== SELECTED EXCERPT ==
□ □ □
Introduction
The techniques a poet uses are often different than those used by writers of fiction, drama, and creative nonfiction. The most prominent of these techniques is lineation. Lineation is the process of breaking lines. If the sentence is the primary unit of fiction and dialogue is the primary unit of drama, the line is the primary unit of poetry. Lineation refers to the crafting of a poem’s lines.
How does a poet decide to break lines? What do those choices reveal about the poem, its style and its theme? In this week’s course material, you’ll learn about how line breaks can help a poet present multiple meanings simultaneously by presenting language that can be at once literal and metaphorical.
A poem, though, is usually composed of numerous lines. These lines may be grouped in what are known as stanzas. Stanzas might be the poetic equivalent of paragraphs; they underscore a shift—subtle or not so subtle—in movement, topic, or action. The number of lines in a stanza determines its name. A couplet, for instance, consists of two lines. A tercet has three lines. Quatrains have four lines. As you learn which of these stanzas are associated with which poetic forms, you’ll develop a great sense of how they help a poet achieve a particular meaning.
□ □ □
== THE DATA ==

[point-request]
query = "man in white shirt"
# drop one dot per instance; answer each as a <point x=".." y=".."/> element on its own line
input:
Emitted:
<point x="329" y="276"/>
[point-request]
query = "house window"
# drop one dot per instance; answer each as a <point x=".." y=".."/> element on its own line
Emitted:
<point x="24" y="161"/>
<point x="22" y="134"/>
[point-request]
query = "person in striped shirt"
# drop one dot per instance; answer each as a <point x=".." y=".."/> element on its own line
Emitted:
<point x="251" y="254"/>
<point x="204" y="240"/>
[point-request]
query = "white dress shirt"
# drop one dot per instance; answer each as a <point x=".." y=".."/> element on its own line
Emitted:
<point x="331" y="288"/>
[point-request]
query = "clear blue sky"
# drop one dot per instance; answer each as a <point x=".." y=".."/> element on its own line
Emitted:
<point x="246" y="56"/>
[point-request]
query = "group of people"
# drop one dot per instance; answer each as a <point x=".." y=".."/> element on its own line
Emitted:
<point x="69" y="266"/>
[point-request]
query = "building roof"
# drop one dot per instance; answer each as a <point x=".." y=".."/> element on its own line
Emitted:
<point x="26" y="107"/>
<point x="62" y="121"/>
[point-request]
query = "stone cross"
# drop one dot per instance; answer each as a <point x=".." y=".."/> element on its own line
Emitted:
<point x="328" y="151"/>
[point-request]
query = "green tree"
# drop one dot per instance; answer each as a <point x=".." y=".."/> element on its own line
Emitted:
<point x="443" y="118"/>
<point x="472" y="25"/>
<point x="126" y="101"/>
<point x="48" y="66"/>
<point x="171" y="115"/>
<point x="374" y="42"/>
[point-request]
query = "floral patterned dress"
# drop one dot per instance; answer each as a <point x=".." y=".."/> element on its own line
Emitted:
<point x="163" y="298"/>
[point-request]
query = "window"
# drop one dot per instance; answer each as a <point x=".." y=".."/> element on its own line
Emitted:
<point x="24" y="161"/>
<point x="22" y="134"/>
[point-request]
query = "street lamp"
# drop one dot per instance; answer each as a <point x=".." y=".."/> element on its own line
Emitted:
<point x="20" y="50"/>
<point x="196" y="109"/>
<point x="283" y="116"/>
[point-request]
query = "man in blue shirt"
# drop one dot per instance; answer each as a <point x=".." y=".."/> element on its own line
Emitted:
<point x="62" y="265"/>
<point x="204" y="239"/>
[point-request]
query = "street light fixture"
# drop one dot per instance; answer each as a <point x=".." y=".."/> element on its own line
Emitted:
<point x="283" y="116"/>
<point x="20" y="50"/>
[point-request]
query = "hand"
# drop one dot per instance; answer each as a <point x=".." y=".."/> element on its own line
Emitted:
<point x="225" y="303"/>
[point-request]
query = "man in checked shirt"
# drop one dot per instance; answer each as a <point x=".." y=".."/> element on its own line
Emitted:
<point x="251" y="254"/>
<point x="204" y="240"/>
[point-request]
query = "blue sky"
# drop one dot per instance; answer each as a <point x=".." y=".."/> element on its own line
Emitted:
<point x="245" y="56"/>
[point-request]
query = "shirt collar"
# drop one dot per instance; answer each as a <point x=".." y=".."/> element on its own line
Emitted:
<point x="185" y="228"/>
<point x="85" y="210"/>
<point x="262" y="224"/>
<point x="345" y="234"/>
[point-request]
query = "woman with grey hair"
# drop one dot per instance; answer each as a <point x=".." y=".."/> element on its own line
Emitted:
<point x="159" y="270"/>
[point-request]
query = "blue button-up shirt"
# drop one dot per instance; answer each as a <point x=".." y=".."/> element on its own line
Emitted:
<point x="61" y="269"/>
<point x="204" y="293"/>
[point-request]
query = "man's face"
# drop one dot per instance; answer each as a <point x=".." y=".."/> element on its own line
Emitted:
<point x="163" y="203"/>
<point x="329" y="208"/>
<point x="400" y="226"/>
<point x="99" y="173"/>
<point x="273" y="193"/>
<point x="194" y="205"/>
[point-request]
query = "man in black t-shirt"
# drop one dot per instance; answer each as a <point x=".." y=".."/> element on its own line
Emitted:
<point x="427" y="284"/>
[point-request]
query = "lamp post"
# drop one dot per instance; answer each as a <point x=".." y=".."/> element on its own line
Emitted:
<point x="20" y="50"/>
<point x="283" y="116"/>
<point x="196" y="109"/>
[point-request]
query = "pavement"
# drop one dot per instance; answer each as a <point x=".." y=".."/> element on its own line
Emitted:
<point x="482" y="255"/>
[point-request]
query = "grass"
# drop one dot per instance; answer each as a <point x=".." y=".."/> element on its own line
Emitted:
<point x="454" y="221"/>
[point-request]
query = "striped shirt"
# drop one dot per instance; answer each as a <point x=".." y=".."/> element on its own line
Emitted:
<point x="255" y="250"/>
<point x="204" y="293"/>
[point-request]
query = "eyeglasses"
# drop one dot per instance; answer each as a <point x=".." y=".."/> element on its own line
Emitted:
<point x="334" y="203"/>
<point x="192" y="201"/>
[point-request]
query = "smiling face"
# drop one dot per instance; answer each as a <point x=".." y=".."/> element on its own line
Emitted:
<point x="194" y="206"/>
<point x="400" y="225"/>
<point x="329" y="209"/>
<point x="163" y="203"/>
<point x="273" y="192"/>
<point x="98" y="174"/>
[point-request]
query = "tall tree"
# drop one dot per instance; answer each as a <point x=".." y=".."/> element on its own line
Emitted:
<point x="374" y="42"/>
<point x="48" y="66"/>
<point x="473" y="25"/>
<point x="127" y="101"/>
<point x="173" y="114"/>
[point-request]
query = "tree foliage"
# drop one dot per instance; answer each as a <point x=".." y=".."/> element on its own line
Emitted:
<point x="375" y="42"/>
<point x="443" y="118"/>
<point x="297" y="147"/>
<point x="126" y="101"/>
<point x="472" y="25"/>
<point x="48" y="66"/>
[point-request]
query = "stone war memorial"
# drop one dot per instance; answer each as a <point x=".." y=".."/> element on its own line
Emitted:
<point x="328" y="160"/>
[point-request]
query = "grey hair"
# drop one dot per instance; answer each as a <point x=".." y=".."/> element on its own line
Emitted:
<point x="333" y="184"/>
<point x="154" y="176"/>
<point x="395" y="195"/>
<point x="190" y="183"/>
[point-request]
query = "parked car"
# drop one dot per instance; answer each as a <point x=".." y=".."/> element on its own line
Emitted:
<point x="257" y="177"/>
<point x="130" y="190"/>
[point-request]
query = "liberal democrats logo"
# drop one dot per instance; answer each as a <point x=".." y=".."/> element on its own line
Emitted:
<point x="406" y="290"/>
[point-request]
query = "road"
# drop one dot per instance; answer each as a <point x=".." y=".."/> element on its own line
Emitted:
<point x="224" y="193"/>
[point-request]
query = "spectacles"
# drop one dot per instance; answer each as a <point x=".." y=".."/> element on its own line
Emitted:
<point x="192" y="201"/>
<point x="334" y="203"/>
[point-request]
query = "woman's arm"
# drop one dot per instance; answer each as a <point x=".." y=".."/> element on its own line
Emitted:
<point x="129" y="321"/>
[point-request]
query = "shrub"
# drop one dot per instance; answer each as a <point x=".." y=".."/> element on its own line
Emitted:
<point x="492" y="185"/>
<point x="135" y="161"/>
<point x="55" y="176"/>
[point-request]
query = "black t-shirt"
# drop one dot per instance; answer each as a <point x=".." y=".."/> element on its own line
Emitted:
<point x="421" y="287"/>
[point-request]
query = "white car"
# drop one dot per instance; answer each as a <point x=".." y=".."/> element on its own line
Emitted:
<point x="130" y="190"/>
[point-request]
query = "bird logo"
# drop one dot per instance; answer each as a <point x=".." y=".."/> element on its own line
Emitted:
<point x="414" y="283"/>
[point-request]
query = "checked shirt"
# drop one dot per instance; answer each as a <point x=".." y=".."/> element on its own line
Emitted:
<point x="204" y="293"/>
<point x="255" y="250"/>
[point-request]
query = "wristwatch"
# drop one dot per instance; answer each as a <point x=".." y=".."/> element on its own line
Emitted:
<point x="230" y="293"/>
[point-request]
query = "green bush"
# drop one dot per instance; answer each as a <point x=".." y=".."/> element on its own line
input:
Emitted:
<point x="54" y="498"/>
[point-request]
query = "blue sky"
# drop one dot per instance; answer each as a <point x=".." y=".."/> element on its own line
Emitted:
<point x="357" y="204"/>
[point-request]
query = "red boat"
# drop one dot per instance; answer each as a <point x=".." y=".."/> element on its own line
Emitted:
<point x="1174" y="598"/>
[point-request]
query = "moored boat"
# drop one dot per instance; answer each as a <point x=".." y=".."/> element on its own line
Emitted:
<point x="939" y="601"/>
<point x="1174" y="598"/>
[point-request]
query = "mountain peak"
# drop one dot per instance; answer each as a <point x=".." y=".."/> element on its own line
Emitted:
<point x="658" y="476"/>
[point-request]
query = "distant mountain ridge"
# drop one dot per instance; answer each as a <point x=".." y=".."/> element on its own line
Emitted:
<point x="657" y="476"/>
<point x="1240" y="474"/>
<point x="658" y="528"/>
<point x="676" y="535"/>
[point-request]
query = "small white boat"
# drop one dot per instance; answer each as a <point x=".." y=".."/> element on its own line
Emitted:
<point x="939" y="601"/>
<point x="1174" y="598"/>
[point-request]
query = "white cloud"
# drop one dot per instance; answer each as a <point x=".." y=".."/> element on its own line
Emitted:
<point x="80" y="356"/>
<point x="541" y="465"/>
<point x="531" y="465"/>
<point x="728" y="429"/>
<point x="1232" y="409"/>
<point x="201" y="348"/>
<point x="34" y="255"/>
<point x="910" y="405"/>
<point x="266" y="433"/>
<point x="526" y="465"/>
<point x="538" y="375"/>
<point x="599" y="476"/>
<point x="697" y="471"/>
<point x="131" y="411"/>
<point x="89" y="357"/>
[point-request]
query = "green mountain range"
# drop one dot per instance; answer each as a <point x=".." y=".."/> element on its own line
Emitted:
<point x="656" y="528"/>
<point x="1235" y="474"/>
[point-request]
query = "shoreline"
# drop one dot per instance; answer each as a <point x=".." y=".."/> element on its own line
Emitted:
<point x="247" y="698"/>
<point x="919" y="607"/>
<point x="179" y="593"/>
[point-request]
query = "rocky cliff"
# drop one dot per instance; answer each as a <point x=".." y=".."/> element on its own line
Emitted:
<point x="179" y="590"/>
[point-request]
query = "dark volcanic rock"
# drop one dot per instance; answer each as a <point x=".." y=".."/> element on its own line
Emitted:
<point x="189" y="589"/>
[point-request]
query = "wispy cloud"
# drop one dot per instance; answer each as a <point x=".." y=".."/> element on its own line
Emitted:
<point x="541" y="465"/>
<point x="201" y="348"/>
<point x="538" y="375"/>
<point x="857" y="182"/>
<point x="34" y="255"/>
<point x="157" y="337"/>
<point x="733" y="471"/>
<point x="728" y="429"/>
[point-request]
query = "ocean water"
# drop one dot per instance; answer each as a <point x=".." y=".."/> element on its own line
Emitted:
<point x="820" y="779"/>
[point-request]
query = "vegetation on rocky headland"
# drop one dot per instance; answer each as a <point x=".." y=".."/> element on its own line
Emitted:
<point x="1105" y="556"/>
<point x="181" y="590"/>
□ □ □
== TO-DO LIST ==
[A] Count the lines of the records that contain the string "grey", treating uppercase and lowercase as different. Give only the number.
[B] Carry on the introduction to poetic lines and stanzas from the point where it stops.

== ANSWERS TO THE EXERCISES ==
[A] 2

[B]
Poetic Techniques
Free Verse
Free verse refers to poetry that does not follow standard or regularized meter (the organization of stressed and unstressed syllables) or rhyme scheme. As opposed to more traditional poetry, which tends to use recurring line lengths, metrical patterns, and rhyme to unify individual lines of verse and tie them to other lines within the same poem, free verse can, at times, seem to be random, having no pattern or organization at all. Yet in the hands of many poets, free verse enables a different kind of organization, as they balance free verse’s openness, its ability to provide elements of the poem with a different amount of emphasis, with the use of repeated imagery or syntactic patterns (parallel organization of grammatical elements) to maintain coherence and create a sense of connection among lines. Even as it eschews regular meter and rhyme schemes, free verse does, at times, draw on metrical patterns and occasional rhyme to tie lines together. What distinguishes free verse from other traditional forms of verse is that it only uses these elements occasionally—for a few lines here and there in a longer poem—and does not use them to structure the poem as a whole. A poem in free verse, then, does not lack structure—or, in many cases, some instances of metrical organization or rhyme—it simply does not maintain or use a regular pattern of meter or rhyme to structure the poem as a whole. Instead, free verse relies more on thematic, syntactic, or semantic repetition and development to create coherence.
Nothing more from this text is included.